### BRIEF
Convert all of the records below into a JSON list of strings, with one string for each line and no entries for blank lines.

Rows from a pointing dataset
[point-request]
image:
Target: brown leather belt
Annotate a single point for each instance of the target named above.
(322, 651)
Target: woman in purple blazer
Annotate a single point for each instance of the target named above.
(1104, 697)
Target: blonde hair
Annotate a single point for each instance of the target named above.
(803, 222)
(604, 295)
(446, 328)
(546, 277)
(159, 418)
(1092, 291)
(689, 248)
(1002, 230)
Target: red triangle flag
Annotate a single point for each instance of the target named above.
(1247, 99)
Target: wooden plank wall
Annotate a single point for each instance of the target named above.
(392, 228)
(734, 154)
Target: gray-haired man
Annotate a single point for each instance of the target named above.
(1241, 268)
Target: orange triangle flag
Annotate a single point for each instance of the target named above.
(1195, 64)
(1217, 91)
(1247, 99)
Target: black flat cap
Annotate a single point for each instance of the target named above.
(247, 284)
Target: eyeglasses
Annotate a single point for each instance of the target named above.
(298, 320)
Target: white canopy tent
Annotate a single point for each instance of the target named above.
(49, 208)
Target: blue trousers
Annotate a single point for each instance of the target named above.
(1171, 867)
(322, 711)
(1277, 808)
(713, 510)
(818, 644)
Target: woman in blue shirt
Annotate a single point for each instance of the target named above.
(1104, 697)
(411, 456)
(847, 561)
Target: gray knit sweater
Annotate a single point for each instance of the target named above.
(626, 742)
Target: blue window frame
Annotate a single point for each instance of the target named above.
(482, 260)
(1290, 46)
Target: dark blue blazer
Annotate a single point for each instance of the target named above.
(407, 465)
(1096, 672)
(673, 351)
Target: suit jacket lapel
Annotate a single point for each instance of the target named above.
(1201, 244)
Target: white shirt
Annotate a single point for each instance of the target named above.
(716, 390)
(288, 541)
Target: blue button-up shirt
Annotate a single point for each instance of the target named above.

### WORKED SOLUTION
[
  "[point-request]",
  "image:",
  "Target: brown leather belt",
  "Annotate a single point for each instance of the target named above.",
  "(322, 651)",
  "Target: woman in purple blazer",
  "Annotate a single point for each instance of the target named above.",
  "(1104, 697)",
  "Target: blonde hair",
  "Annotate a single point for each instance of the target named above.",
  "(803, 222)",
  "(604, 295)",
  "(446, 328)",
  "(546, 277)",
  "(159, 418)",
  "(1092, 291)",
  "(689, 248)",
  "(1002, 230)",
  "Target: red triangle flag",
  "Annotate a single point for each instance of the target named above.",
  "(1247, 99)",
  "Target: wooden plank wall",
  "Annotate a single point for each instance of the target named above.",
  "(392, 228)",
  "(734, 154)",
  "Target: gray-haired man",
  "Annotate a single point for each instance of the target named above.",
  "(1241, 268)",
  "Target: orange triangle flag",
  "Annotate a single point for each instance of the target named above.",
  "(1195, 64)",
  "(1217, 91)",
  "(1247, 99)",
  "Target: black flat cap",
  "Annotate a single point for each instance of the target named above.",
  "(247, 284)",
  "Target: eyeglasses",
  "Annotate a single point for each instance of the target named above.",
  "(298, 320)",
  "Target: white canopy tent",
  "Annotate a single point for each instance of the target named above.",
  "(49, 208)",
  "Target: blue trousers",
  "Annotate a single point for each instance of the target named above.",
  "(1171, 867)",
  "(322, 711)",
  "(1277, 808)",
  "(713, 510)",
  "(818, 644)",
  "Target: woman in blue shirt",
  "Annotate a single point for each instance of the target named above.",
  "(1104, 697)",
  "(411, 456)",
  "(847, 561)",
  "Target: gray knit sweater",
  "Annotate a single point for each instance of the target named above.",
  "(626, 742)",
  "Target: blue window frame",
  "Annotate a single point for each instance of the target named above.",
  "(482, 260)",
  "(1290, 46)",
  "Target: dark blue blazer",
  "Annotate a single point for each instance of the target named above.",
  "(407, 465)",
  "(1096, 672)",
  "(673, 351)",
  "Target: suit jacket lapel",
  "Annotate a single point for each instance of the target named above.",
  "(1201, 244)",
  "Target: white shirt",
  "Annotate a single point for each instance of the target named above.",
  "(716, 390)",
  "(288, 541)",
  "Target: blue button-up shirt",
  "Annotate a single point for each instance of the target named above."
]